Job:
The records that follow are to be repeated without alteration.

Supplied records:
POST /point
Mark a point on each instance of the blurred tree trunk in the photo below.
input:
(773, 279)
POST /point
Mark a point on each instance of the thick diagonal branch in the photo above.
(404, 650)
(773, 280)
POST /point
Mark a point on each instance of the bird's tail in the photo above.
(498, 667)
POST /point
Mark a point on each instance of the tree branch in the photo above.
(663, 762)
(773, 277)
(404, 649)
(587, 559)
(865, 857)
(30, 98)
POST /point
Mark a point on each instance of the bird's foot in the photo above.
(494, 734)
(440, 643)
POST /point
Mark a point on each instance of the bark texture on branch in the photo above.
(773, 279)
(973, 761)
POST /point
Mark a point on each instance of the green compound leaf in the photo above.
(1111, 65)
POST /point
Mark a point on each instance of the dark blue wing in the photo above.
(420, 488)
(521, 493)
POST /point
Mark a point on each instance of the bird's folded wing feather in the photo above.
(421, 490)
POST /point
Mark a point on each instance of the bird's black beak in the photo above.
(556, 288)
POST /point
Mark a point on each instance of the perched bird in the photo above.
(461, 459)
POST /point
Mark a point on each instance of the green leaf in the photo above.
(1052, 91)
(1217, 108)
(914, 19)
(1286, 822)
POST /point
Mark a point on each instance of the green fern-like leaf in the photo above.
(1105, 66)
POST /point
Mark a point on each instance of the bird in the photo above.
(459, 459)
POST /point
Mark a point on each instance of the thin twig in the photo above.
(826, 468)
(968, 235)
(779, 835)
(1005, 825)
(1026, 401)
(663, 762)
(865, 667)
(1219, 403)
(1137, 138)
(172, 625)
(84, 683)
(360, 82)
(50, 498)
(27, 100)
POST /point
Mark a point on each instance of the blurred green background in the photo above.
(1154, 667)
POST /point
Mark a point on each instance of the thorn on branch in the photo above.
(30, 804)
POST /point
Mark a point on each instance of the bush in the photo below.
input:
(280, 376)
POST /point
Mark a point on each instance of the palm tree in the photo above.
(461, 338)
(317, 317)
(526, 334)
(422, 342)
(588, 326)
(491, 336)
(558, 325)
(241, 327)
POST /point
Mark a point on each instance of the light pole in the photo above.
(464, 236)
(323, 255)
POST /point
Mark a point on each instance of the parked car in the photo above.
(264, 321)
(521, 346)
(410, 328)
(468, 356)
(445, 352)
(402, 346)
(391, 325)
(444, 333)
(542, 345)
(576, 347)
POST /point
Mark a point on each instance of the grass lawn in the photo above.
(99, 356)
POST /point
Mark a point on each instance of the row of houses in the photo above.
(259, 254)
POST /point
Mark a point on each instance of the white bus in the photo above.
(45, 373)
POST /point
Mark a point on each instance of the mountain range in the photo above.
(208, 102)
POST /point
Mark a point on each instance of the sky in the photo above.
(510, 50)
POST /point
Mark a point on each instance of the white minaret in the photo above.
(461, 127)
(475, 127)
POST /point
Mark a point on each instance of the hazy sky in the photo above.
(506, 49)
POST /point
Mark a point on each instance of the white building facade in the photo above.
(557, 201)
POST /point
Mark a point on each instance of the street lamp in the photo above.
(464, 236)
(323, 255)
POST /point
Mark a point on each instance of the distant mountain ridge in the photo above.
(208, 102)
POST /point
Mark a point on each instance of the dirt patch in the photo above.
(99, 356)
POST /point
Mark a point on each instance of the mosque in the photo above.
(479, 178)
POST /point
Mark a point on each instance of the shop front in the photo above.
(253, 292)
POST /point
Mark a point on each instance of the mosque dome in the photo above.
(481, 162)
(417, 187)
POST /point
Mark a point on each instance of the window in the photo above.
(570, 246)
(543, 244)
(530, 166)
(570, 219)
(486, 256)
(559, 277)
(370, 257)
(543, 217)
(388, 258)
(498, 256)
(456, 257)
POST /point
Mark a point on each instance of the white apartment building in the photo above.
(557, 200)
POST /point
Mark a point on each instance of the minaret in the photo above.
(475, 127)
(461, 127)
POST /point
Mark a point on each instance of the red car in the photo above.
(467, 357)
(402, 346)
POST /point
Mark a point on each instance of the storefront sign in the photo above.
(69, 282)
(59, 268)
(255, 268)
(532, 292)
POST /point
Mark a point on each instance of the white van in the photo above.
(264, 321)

Expected answer:
POST /point
Mark a point on each instance of the blurred tree trunk in the photo below.
input:
(773, 279)
POST /point
Mark a point on each instance of the thick diagonal branch in the photo above.
(404, 650)
(773, 280)
POST /point
Mark a point on each instance of the bird's tail in the photo above.
(498, 667)
POST /point
Mark a point on each instance of the tree branch in the photo above.
(663, 762)
(773, 277)
(404, 649)
(587, 559)
(865, 857)
(30, 98)
POST /point
Mark a point on each instance of the bird's foot in the photo above.
(494, 734)
(440, 643)
POST /point
Mark a point on each instance of the bark texture on branch in the photo above.
(773, 279)
(973, 761)
POST /point
Mark a point on each instance of the green compound leaf in the photo above.
(1111, 65)
POST /point
Mark a point on each instance of the dark blue wing in the photo above.
(420, 488)
(521, 493)
POST /point
Mark a point on each instance of the bird's folded wing feather in the photo above.
(421, 490)
POST /point
Mark a point on each instance of the bird's black beak in the photo above.
(556, 288)
POST /point
Mark a point on each instance of the perched bird in the photo above.
(461, 459)
POST /point
Mark a point on each instance of the green leaf in the photo above.
(1052, 91)
(1217, 108)
(914, 19)
(1286, 822)
POST /point
Mark a point on each instance of the green fern-like leaf in the photo above.
(1105, 66)
POST /point
Mark a point on each instance of the bird in the photo above.
(459, 459)
POST /point
Mark a point on each instance of the thin twig in the photo above.
(826, 468)
(968, 235)
(779, 835)
(1005, 825)
(1026, 401)
(663, 762)
(865, 667)
(1219, 403)
(1137, 138)
(172, 625)
(84, 683)
(360, 82)
(50, 498)
(27, 100)
POST /point
Mark a point on each instance of the blurred green background in the photo above.
(1154, 667)
POST /point
Mark a point on each instance of the thorn on branch in the photo above.
(30, 804)
POST /point
Mark a point on each instance of the bush in the photo below.
input:
(280, 376)
POST /point
Mark a point on each instance of the palm tree in the photo above.
(461, 338)
(317, 317)
(526, 334)
(422, 342)
(588, 326)
(491, 336)
(558, 325)
(241, 327)
POST /point
Mark a point on each instance of the light pole in the photo above.
(464, 236)
(323, 255)
POST /point
Mark a point on each instance of the parked car in the photo above.
(264, 321)
(521, 346)
(410, 328)
(468, 356)
(445, 352)
(402, 346)
(391, 325)
(444, 333)
(542, 345)
(576, 347)
POST /point
Mark a point on each instance of the grass lawn in the photo above.
(99, 356)
POST /point
Mark a point on each instance of the row of houses in the photo above.
(259, 254)
POST /point
Mark a point on each instance of the white bus in the photo above.
(45, 373)
POST /point
Mark a point on each instance of the mountain range in the photo above.
(208, 102)
POST /point
Mark a point on each instance of the sky in the photo above.
(510, 50)
POST /point
Mark a point on each instance of the white minaret in the photo above.
(461, 127)
(475, 127)
POST /point
Mark a point on each instance of the hazy sky in the photo above.
(506, 49)
POST /point
Mark a point on each instance of the white building facade in the photo above.
(557, 201)
POST /point
Mark a point on each instance of the street lamp in the photo above.
(464, 236)
(323, 255)
POST /point
Mark a point on each instance of the distant mountain ridge in the photo above.
(208, 102)
POST /point
Mark a point on each instance of the dirt patch in the photo above.
(99, 356)
POST /point
Mark a point on each instance of the mosque in the photo above.
(479, 178)
POST /point
Mark a point on each instance of the shop front in the photo above.
(253, 292)
POST /point
Mark a point on each instance of the mosque dome in the photo above.
(481, 162)
(417, 187)
POST /point
Mark a point on each instance of the window in the photo above.
(570, 246)
(543, 244)
(530, 166)
(570, 219)
(486, 256)
(559, 277)
(370, 257)
(543, 217)
(388, 258)
(498, 256)
(456, 257)
POST /point
Mark a point on each instance of the white apartment building in the photo above.
(557, 200)
POST /point
Mark a point on each instance of the minaret in the photo above.
(475, 127)
(461, 127)
POST /point
Mark a point on each instance of the red car in the photo above.
(467, 357)
(402, 346)
POST /point
Mark a point on each instance of the storefront sign in the photo above.
(69, 282)
(59, 268)
(255, 268)
(532, 292)
POST /point
Mark a point on each instance of the white van in the photo above.
(264, 321)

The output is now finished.